* START *

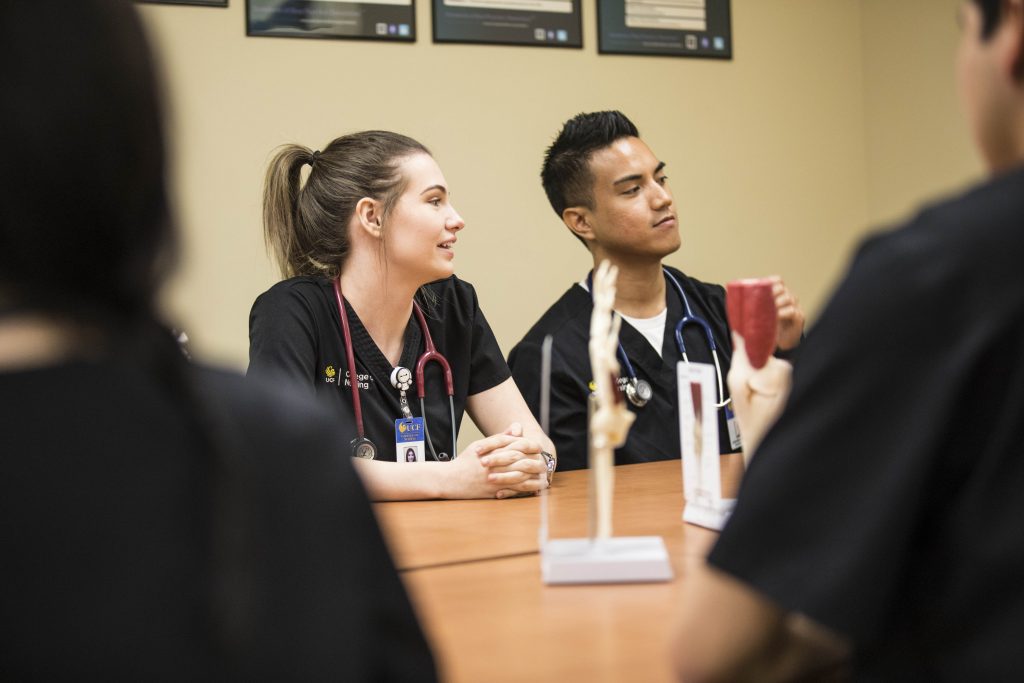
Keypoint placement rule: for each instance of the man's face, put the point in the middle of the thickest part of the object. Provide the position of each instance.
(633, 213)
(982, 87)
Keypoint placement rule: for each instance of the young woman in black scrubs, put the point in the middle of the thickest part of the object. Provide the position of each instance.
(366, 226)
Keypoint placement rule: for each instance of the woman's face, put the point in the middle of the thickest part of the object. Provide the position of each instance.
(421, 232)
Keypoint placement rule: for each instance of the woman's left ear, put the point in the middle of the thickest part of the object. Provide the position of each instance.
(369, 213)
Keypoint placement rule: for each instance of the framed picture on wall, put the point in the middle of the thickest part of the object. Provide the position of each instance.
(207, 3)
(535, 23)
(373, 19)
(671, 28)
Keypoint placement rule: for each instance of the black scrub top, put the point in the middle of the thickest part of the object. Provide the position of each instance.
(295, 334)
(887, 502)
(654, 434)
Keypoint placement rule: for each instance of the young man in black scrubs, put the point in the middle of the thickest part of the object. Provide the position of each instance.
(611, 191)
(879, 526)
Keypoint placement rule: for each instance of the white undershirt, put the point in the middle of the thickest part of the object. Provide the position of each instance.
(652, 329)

* END *

**Problem statement**.
Retype the listing exactly, starting at the line that contains "Keypoint placement rule: for each instance of the young man" and ending at the end of the listing.

**Reply to the exercise**.
Keypoint placement rule: for each instance of the young man in black scrubs, put the point in the middle of the thickest part of the object. Provide the position of each instance.
(611, 191)
(879, 526)
Keypoint placement rule: for each instance of the white undershirt, put the point in the middle of the thickest part of the object. Provide the position of each instance.
(652, 329)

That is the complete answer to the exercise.